• _EXERCISE DIRECTIONS_
State the number of lines in the rows below that contain the word "woman". Give only the number.

[Saved entries]
====

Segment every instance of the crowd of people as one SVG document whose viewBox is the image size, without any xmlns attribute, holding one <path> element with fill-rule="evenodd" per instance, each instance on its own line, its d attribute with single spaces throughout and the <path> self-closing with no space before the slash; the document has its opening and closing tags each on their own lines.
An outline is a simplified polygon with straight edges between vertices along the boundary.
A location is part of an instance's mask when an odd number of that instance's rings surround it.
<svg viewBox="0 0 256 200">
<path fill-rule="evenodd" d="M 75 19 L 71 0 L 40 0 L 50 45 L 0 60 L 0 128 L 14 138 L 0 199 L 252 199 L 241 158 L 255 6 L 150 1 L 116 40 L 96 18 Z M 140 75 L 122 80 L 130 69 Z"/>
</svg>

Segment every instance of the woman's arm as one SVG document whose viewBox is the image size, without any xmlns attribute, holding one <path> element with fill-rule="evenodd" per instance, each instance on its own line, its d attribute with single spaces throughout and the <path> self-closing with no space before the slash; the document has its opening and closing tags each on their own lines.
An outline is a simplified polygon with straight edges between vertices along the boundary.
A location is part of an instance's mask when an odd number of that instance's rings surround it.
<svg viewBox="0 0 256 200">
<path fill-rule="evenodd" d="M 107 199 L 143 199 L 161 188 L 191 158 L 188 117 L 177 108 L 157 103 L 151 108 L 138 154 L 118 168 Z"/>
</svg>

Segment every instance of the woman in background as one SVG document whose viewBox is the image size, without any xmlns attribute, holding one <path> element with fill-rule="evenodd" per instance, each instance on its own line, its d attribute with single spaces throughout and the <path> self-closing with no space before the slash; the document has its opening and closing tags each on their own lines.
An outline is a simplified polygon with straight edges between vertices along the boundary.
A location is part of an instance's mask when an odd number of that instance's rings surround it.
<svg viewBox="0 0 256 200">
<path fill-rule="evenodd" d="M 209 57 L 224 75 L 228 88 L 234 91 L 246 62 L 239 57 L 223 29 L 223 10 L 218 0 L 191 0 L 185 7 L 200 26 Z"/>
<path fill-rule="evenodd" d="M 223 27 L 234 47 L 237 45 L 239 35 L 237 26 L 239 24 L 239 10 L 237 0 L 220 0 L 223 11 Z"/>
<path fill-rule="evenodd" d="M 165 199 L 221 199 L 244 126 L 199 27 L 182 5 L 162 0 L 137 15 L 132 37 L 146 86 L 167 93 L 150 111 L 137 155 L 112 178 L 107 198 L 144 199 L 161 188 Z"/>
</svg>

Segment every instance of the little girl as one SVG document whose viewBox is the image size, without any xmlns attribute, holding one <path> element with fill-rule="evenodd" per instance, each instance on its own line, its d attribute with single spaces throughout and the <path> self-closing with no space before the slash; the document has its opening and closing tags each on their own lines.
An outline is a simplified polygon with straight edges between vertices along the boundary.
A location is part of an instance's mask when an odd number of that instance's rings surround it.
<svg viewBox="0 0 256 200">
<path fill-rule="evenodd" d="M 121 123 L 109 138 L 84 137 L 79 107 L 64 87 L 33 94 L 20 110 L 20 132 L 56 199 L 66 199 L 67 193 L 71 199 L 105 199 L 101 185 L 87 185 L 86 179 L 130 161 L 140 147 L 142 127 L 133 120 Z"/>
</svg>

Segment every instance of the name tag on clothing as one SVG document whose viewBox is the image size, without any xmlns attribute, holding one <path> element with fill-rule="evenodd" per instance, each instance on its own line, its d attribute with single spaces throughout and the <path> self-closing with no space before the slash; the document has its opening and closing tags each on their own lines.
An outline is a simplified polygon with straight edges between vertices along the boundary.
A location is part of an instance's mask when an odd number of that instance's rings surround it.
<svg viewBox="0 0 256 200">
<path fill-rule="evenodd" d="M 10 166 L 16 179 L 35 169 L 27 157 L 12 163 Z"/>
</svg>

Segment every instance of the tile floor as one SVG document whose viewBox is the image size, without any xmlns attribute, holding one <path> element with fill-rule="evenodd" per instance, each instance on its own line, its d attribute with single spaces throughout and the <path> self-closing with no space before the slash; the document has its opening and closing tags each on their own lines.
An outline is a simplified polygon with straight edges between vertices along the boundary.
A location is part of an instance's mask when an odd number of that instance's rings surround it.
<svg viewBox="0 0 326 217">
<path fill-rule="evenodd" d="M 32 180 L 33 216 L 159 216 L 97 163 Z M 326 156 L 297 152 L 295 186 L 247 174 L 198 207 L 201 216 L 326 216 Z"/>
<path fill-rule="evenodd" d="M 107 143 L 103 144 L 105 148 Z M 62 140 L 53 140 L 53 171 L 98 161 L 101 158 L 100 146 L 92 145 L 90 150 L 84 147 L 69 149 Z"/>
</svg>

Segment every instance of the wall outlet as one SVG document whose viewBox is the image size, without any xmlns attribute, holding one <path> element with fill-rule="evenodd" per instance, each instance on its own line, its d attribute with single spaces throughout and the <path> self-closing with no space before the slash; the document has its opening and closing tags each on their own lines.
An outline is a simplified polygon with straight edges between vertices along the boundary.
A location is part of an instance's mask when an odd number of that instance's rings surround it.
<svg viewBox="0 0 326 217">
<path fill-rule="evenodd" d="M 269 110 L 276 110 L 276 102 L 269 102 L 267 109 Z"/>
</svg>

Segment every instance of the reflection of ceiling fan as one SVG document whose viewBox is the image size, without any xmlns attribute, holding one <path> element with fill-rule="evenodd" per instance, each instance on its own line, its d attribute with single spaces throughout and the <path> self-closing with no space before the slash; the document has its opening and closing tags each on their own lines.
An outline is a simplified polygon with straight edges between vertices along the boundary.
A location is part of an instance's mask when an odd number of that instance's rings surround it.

====

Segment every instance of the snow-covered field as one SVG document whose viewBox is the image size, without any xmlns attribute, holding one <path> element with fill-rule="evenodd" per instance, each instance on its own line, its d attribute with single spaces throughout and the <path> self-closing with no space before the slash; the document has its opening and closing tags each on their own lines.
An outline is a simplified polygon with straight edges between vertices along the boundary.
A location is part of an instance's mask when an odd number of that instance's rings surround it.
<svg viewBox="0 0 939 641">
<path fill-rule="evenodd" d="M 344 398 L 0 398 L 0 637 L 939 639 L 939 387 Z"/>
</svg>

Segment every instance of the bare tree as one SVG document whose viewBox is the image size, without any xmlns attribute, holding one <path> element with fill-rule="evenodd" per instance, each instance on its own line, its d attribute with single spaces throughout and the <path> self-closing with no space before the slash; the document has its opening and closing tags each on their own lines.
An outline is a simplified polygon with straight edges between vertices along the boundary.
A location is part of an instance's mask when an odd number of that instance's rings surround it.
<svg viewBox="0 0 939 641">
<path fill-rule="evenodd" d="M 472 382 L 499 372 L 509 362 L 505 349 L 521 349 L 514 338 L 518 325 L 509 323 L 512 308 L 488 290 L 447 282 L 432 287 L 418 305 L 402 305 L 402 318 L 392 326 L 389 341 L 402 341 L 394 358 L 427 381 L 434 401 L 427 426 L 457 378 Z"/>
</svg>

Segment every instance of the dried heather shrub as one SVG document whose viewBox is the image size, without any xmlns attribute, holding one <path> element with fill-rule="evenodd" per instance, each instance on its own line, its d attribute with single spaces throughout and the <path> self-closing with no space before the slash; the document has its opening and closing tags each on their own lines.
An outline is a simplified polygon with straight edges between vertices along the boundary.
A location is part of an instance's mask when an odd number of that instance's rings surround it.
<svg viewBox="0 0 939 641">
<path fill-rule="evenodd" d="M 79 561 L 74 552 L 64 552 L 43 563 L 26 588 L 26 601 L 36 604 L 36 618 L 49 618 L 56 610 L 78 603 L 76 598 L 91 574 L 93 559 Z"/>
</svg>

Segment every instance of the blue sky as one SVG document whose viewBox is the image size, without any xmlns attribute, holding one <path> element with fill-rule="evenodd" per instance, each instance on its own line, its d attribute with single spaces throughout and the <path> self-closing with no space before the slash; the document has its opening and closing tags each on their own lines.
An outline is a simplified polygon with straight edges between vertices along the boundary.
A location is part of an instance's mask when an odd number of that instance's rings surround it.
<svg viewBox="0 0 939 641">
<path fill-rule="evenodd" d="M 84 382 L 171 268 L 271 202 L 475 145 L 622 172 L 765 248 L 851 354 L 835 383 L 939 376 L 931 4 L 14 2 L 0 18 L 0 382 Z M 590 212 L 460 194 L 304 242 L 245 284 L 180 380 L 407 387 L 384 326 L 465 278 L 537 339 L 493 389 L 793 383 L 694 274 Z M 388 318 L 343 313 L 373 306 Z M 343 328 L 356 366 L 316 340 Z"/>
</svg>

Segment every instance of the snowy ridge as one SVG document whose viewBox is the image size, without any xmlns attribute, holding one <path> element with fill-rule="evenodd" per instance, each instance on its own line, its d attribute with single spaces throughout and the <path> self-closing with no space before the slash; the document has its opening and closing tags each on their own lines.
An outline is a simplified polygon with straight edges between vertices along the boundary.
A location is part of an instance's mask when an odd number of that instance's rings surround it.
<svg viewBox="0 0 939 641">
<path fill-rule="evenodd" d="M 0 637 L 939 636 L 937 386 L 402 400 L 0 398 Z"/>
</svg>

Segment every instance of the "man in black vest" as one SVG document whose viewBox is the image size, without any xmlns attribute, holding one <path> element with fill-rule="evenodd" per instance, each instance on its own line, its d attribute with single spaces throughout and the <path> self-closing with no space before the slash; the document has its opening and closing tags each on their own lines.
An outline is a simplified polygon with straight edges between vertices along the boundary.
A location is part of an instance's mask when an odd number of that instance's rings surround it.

====

• _COMPLETED EXERCISE_
2